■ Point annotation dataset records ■
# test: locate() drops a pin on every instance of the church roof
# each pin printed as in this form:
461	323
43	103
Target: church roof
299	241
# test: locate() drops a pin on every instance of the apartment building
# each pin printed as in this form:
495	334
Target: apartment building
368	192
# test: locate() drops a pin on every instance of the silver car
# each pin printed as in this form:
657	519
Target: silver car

■ Brief ■
Reproduce, without any change, the part of the data that opens with the line containing "the apartment building" and continues through the end of the data, including both of those ends.

■ Answer to the task ■
# test: locate() drops a pin on every instance of the apartment building
# each pin printed as in this form:
495	334
Target: apartment building
368	192
# test: locate() drops a pin on every instance of the silver car
# each pin printed as in this form:
657	519
Target: silver car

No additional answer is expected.